Copy the data below verbatim, starting at its first line and ending with the line that contains "14 7 261 140". Include both of those lines.

**STORED ROWS**

## START

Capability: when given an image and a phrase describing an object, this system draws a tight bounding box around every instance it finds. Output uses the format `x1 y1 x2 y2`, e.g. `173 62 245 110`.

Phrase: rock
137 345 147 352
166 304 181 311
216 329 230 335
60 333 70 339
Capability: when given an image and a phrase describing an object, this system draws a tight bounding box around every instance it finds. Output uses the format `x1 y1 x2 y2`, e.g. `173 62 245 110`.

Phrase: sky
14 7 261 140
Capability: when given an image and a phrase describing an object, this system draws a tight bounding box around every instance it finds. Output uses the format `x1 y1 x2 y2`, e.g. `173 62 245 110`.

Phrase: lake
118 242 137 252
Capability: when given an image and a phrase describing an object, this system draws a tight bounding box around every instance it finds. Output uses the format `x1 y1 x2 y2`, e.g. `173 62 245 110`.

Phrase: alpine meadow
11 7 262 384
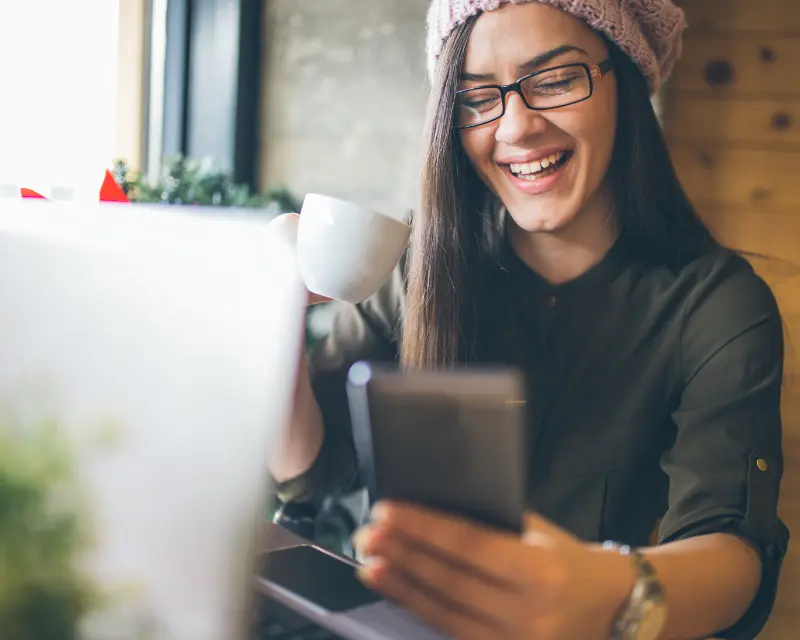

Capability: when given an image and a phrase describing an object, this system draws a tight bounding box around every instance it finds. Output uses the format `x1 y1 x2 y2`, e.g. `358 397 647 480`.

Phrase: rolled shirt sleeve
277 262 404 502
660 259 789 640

## END

**EXERCISE SOLUTION**
Capability: when given an image and a phrase describing an object, this system draws a tight bounding box around every instance it finds. Output uses the format `x1 y1 x2 y2`, e.g. `173 62 245 110`.

Phrase: rock
137 345 147 352
166 304 181 311
216 329 230 335
60 333 70 339
Capability: when given an image and a phrase describing an object, this system draws a tight bounding box around every instance it finds. Output uses the format `x1 y1 x2 y2`, e.g. `173 62 245 110`.

Phrase: sky
14 7 261 140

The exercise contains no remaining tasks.